Count the lines in the data below that contain the string "belshaw", and reply with only the number.
####
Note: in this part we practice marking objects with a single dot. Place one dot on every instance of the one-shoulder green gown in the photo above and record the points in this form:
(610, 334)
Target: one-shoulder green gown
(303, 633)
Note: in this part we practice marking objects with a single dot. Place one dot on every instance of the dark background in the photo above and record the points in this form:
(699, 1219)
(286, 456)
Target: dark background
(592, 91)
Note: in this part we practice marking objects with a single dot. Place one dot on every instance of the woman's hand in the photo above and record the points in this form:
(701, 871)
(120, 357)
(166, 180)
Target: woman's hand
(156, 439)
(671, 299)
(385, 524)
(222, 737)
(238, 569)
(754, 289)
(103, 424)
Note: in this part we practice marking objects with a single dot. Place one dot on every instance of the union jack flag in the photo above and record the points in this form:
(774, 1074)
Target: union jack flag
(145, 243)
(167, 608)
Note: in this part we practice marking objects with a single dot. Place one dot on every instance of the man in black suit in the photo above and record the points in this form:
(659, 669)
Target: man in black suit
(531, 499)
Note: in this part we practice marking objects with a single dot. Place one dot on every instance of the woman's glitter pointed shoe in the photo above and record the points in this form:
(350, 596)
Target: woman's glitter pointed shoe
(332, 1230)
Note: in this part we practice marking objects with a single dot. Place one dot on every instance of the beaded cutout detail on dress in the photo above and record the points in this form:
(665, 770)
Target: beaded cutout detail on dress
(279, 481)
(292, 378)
####
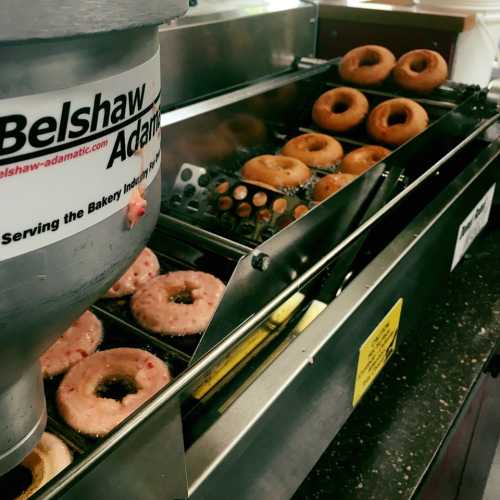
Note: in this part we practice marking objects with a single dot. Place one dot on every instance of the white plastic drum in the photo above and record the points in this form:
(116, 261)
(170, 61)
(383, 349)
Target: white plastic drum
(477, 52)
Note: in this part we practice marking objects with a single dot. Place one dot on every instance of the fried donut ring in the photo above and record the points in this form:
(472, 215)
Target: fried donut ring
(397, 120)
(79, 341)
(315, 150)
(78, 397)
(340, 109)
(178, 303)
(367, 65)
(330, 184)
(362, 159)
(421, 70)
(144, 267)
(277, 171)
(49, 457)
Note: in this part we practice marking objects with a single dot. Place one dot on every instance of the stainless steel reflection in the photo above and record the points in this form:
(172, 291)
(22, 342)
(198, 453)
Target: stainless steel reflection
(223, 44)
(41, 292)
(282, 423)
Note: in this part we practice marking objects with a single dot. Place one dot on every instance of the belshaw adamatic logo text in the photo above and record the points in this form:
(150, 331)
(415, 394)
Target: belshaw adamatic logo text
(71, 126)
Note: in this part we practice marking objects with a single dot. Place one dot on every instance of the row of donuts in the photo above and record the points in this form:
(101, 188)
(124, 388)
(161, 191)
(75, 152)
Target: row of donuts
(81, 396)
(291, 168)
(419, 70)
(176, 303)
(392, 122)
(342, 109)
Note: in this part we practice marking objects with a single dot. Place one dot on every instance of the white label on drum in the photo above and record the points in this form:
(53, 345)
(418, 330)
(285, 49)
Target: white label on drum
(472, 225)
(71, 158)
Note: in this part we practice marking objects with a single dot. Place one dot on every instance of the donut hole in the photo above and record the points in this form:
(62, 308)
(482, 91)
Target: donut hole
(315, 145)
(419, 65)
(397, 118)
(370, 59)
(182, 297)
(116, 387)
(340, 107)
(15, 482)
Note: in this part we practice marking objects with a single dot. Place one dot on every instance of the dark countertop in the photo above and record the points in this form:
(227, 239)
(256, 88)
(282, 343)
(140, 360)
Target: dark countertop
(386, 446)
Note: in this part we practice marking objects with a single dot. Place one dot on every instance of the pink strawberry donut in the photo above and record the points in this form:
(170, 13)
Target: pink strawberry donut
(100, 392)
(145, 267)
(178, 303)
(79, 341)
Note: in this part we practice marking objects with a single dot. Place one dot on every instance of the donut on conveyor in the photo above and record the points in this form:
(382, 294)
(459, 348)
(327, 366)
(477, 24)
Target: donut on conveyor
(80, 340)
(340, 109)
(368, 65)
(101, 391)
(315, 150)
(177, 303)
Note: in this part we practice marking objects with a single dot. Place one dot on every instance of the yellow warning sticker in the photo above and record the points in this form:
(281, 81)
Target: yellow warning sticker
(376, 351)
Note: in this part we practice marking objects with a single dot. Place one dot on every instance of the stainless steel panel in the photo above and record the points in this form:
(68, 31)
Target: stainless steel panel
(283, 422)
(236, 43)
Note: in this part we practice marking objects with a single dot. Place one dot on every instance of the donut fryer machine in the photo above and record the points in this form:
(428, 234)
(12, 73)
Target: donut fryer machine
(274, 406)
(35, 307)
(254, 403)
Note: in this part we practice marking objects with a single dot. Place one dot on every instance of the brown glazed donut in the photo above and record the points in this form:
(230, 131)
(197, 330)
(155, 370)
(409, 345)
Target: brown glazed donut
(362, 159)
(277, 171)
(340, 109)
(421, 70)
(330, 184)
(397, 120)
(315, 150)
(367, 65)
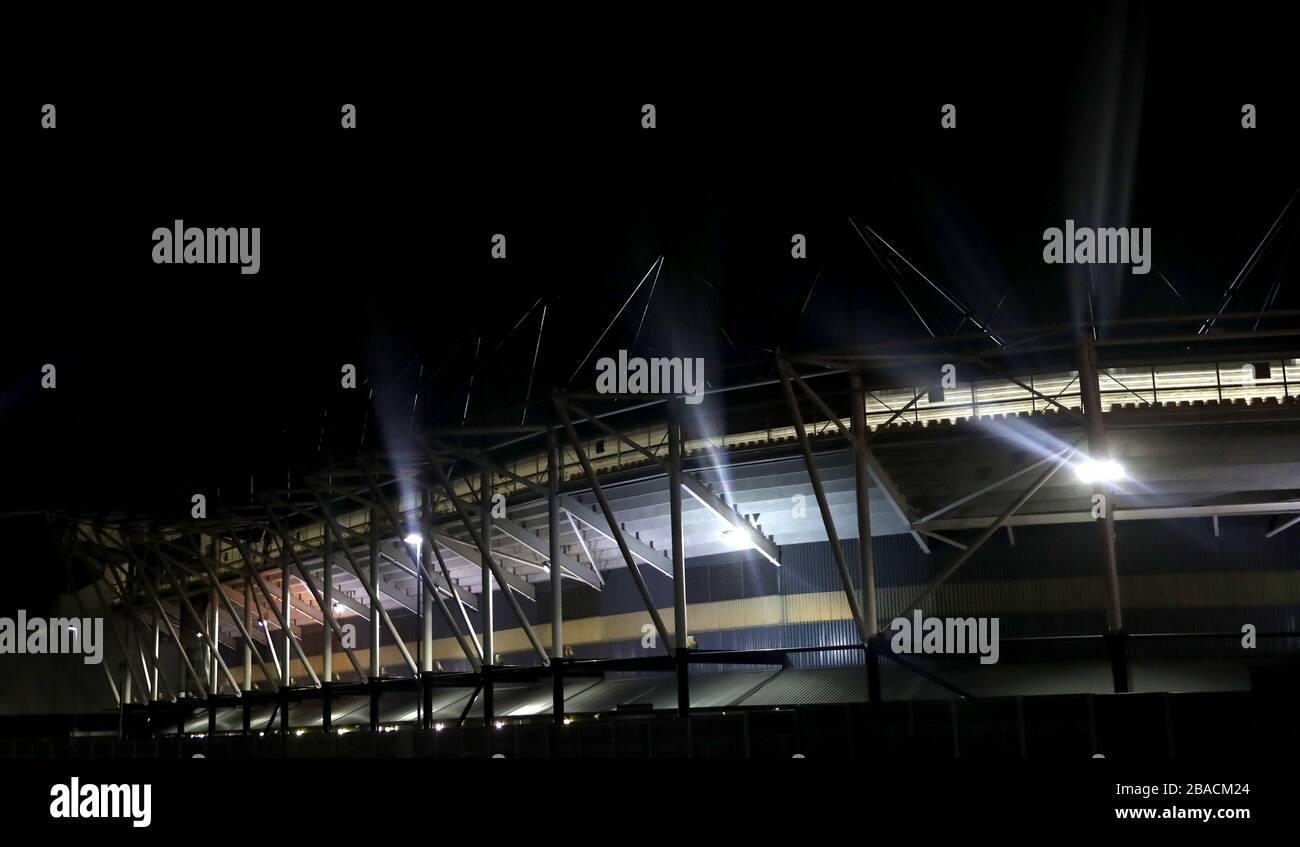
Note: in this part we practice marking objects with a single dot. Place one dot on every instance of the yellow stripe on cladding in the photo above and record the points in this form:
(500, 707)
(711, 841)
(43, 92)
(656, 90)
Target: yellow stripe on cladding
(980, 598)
####
■ **WRITTEN RESPONSE**
2